Document segment.

FLUX.2 Klein 4B & 9B LoRA Training with Ostris AI Toolkit
FLUX.2 Klein is a unified text‑to‑image + image editing model family that comes in two open‑weights “Base” sizes: 4B and 9B. This guide shows you how to train practical FLUX.2 Klein LoRAs using Ostris AI Toolkit, with an emphasis on what’s specific to Klein (Base vs Distilled expectations, 4B vs 9B compatibility, VRAM realities, and the common Klein‑only failure modes).
By the end of this guide, you’ll be able to:
- Choose FLUX.2 Klein 4B Base vs 9B Base correctly (and avoid “wrong model size” LoRA issues).
- Plan VRAM and pick the right quantization + sampling defaults for Base Klein.
- Build a dataset and trigger strategy for character, style, or product/concept LoRAs.
- Run a smoke test with correct Base‑model sampling, then scale up without guessing.
- Fix the common Klein‑specific problems (license gating, Base-vs‑Distilled testing mismatch, 9B training collapse patterns, and current AI Toolkit edge cases).
This article is part of the AI Toolkit LoRA training series. If you’re new to Ostris AI Toolkit, start with the AI Toolkit LoRA training overview before diving into this guide:
https://www.runcomfy.com/trainer/ai-toolkit/getting-started
Table of contents
- 1. FLUX.2 Klein overview: what makes 4B/9B different (and why Base sampling matters)
- 2. Environment options: local AI Toolkit vs cloud AI Toolkit on RunComfy
- 3. Hardware & VRAM planning for FLUX.2 Klein 4B vs 9B LoRA training
- 4. Building a FLUX.2 Klein LoRA training dataset (character vs style vs product)
- 5. Step-by-step: train a FLUX.2 Klein LoRA in AI Toolkit
- 6. Recommended FLUX.2 Klein LoRA configs by VRAM tier
- 7. Common FLUX.2 Klein training issues and how to fix them
- 8. Using your FLUX.2 Klein LoRA after training
1. FLUX.2 Klein overview: what makes 4B/9B different (and why Base sampling matters)
1.1 Klein is “one model for generation + editing”
Klein is designed as a single model family for both text-to-image generation and image editing. Practically, that means a style/character/product LoRA you train for Klein can often be useful across both “generate” and “edit” workflows—your data and captions decide what it learns.
1.2 4B vs 9B: pick based on your goal and your hardware
- 4B Base is the best starting point for most users: faster iteration, easier VRAM fit, and generally simpler to keep stable.

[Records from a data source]
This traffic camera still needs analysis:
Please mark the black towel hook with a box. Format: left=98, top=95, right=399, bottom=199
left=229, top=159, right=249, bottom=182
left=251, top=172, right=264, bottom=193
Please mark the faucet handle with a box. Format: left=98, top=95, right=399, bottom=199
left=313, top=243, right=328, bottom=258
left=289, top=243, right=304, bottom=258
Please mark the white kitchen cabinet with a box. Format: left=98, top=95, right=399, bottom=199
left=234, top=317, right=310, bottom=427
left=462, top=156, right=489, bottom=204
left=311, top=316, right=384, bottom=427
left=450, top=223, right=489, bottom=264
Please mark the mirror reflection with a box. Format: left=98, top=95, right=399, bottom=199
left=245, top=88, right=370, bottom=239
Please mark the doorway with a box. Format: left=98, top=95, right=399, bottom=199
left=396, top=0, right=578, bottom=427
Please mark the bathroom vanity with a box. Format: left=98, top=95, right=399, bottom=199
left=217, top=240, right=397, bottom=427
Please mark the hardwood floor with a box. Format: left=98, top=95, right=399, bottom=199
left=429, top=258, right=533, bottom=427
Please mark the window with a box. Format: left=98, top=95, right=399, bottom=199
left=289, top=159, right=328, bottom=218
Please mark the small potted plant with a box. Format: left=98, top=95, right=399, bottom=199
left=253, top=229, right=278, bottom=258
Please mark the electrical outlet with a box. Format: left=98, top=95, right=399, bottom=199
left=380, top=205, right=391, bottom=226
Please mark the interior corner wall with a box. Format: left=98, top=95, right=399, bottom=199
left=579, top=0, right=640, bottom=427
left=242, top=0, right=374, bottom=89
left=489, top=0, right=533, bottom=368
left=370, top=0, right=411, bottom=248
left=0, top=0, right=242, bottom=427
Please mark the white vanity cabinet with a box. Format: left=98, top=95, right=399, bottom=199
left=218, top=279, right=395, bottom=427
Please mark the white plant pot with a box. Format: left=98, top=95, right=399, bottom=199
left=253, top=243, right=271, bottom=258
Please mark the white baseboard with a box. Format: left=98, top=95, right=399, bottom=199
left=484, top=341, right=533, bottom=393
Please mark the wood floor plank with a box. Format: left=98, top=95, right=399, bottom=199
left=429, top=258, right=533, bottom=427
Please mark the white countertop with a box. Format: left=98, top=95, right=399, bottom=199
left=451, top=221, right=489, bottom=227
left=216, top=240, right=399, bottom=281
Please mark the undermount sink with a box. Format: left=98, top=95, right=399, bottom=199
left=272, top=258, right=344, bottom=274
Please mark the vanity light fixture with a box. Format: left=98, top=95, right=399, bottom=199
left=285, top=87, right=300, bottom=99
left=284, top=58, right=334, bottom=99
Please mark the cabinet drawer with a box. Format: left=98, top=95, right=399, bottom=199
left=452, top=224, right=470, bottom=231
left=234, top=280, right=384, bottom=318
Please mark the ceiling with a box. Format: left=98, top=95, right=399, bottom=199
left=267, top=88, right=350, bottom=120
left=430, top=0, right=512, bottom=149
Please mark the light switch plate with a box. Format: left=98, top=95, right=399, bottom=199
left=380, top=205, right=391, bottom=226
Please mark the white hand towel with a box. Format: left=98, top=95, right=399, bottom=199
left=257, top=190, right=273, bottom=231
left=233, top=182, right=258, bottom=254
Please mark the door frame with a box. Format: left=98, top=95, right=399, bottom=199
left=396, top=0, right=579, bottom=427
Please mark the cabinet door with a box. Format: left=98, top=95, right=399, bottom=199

What is asked.
• a. In the FLUX.2 Klein LoRA training guide, copy word for word the passage from "By the end of" up to and including "for Base Klein.".
• b. Pick up the FLUX.2 Klein LoRA training guide after its last sentence and write what comes next.

Responses by task.
• a.
By the end of this guide, you’ll be able to:
- Choose FLUX.2 Klein 4B Base vs 9B Base correctly (and avoid “wrong model size” LoRA issues).
- Plan VRAM and pick the right quantization + sampling defaults for Base Klein.

• b.
- 9B Base can deliver better prompt fidelity and detail when you can afford the VRAM and stability tuning, but it’s less forgiving (and has more “edge case” reports in the wild).
Important compatibility rule:
A 4B LoRA does not work on 9B, and a 9B LoRA does not work on 4B. Always load the LoRA on the same Klein size you trained it on.
1.3 Base vs Distilled (and what AI Toolkit currently supports)
Klein is commonly discussed in two “behavior” categories:
- Base = undistilled checkpoints intended for fine-tuning / LoRA training.
- Distilled = accelerated inference behavior (very low step counts).
In AI Toolkit right now, you only select: _FLUX.2 Klein 4B Base_ or _FLUX.2 Klein 9B Base_.
There is no Distilled option in the Model Architecture dropdown, so this tutorial is intentionally Base‑only.
1.4 The #1 Klein gotcha: Base needs more inference steps
A huge number of “my LoRA is bad” reports come from sampling Base like it’s Distilled.
If you preview Base Klein at ~4–8 steps, it will look undercooked or noisy.
For Base Klein, use these as your evaluation defaults:
- Sample Steps / Inference Steps: ~50
- Guidance Scale (CFG): ~4
This single change fixes a lot of false alarms during training.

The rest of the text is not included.